**Written problem**
Rewrite the lines of the data from the line containing "Would you kindly pick out the green ripening" through the end, substituting "berry cluster" for "fruit cluster" and leaving everything else untouched.

------------------------------------

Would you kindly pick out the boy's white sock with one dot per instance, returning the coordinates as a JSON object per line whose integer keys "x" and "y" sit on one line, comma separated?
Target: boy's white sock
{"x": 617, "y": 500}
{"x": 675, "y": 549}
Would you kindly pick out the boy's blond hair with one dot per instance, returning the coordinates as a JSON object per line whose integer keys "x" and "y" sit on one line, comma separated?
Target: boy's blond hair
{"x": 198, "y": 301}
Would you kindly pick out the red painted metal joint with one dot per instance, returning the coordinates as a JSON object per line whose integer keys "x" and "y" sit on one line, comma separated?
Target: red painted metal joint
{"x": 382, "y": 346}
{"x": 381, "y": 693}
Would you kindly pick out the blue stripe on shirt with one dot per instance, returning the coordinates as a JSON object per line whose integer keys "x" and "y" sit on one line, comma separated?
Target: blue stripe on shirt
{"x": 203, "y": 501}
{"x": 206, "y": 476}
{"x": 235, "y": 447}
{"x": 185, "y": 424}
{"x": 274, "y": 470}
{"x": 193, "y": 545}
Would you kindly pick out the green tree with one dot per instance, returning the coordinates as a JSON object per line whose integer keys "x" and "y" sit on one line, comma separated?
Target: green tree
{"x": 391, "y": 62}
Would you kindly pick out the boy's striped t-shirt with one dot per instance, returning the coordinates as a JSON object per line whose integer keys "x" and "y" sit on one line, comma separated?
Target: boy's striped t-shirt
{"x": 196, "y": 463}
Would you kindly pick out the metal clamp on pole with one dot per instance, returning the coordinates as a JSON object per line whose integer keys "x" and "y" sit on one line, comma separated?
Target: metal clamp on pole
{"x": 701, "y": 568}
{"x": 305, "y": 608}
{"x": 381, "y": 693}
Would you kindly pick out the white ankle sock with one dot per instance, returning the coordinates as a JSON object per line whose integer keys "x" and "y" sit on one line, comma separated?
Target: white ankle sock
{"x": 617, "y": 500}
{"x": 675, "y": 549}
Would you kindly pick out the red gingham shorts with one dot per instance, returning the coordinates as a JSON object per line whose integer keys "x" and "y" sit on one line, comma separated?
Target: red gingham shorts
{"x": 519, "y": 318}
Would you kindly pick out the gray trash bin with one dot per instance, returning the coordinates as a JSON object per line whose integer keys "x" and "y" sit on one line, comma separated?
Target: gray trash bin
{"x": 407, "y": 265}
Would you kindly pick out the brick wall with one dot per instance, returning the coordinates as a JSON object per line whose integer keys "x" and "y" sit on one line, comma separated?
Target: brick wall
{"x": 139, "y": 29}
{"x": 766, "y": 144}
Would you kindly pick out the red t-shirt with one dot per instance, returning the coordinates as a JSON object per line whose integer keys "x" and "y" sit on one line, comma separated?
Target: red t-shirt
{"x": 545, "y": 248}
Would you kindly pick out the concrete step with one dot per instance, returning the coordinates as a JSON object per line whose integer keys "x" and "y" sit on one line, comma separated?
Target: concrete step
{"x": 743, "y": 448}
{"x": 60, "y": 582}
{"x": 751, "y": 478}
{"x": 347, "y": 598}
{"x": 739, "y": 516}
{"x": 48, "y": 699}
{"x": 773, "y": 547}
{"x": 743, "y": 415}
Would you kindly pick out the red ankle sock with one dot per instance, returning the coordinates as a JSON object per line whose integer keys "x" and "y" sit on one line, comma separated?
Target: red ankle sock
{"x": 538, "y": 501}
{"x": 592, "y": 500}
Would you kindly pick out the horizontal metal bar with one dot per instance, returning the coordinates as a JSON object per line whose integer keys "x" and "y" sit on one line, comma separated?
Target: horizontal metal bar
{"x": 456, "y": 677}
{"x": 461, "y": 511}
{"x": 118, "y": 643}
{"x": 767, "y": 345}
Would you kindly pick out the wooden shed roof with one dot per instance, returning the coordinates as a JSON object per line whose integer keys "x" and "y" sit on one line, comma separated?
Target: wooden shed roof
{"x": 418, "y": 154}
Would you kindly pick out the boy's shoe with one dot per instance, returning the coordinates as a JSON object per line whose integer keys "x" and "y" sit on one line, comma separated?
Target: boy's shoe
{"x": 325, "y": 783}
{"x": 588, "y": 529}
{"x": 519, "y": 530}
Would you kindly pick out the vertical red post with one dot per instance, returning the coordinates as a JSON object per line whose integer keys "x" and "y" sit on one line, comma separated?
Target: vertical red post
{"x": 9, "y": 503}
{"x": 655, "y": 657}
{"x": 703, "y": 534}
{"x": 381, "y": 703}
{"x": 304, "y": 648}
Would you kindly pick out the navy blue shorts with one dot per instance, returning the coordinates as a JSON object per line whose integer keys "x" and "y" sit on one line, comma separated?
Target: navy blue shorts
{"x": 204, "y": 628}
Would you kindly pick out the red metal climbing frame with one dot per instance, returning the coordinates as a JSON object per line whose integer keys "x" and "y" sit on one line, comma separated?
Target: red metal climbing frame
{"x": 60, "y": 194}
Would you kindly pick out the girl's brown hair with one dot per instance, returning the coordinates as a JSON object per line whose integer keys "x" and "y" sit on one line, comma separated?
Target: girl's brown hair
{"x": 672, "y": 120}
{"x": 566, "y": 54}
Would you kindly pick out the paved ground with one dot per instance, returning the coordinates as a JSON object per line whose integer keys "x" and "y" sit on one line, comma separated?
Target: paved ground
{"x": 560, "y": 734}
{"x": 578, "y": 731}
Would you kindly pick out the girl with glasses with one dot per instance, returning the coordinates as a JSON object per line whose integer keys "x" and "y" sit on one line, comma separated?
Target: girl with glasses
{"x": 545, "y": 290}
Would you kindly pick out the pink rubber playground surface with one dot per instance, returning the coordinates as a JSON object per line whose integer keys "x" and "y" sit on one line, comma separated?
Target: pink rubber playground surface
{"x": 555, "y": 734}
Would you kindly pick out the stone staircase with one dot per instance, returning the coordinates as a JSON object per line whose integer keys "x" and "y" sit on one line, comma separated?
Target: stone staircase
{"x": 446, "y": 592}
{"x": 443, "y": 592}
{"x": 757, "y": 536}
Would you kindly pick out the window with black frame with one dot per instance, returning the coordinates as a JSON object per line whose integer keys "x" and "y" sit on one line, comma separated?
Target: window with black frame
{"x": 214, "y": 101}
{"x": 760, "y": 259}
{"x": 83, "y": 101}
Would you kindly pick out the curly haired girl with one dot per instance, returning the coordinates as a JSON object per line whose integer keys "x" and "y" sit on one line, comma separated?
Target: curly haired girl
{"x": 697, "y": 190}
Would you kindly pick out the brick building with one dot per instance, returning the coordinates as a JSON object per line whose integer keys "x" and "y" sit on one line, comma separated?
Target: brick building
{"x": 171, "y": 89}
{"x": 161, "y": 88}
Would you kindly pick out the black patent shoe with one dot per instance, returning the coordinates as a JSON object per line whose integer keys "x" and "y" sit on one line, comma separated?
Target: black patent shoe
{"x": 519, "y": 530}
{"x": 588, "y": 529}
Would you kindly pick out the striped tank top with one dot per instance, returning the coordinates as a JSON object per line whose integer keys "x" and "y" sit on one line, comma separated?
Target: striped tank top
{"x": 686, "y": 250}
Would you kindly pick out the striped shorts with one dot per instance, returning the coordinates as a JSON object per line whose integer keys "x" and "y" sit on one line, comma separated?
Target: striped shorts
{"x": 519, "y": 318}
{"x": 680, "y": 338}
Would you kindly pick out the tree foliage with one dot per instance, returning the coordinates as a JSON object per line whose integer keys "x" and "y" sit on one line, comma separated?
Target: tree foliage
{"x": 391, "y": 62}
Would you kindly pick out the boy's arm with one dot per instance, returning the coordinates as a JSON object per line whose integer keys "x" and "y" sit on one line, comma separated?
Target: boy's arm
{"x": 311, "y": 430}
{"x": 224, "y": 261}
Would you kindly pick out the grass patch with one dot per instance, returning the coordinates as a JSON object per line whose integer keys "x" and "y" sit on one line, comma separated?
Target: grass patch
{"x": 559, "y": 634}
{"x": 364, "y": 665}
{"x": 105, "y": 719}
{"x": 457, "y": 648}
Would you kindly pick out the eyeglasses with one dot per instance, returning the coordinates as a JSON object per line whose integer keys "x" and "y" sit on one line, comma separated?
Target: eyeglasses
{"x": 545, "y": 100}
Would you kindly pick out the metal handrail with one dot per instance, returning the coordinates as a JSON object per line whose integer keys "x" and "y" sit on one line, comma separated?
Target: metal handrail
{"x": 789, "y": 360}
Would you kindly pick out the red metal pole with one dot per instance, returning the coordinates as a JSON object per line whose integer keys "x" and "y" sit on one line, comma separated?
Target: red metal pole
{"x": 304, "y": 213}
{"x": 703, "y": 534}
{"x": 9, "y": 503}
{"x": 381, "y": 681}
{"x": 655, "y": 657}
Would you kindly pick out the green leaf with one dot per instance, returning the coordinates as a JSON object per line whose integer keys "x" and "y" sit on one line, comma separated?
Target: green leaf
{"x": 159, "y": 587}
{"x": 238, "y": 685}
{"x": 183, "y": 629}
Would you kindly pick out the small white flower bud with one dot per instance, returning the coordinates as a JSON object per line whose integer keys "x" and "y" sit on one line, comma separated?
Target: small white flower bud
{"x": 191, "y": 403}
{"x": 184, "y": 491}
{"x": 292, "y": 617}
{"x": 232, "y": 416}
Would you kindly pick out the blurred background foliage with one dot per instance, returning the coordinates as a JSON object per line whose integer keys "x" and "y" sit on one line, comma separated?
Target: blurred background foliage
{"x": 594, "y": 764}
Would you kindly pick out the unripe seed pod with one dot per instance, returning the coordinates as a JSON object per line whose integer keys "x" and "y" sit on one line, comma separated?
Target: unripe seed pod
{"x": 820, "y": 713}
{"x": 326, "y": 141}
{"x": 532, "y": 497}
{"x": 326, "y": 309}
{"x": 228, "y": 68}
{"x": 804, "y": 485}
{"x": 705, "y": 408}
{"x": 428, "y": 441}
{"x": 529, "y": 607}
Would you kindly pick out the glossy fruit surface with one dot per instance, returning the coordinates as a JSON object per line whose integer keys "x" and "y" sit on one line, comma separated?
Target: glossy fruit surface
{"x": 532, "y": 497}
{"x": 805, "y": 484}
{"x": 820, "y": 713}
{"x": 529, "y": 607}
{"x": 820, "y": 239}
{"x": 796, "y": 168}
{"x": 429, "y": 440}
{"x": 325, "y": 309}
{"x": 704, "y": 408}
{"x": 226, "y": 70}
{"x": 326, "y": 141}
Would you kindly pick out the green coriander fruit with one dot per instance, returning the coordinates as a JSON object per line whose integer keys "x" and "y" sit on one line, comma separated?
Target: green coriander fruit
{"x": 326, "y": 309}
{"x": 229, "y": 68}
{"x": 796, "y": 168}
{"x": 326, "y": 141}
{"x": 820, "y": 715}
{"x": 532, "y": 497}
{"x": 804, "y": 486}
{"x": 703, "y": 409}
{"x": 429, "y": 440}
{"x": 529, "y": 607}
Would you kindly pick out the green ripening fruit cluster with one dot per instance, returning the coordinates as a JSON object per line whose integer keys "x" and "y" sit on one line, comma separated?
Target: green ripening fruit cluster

------------------------------------

**Exercise result**
Would you kindly pick out the green ripening berry cluster with one dot per instance, returning the coordinates as a JSON object per line whose integer keys "x" and "y" sit on one line, comma separated?
Target: green ripening berry cluster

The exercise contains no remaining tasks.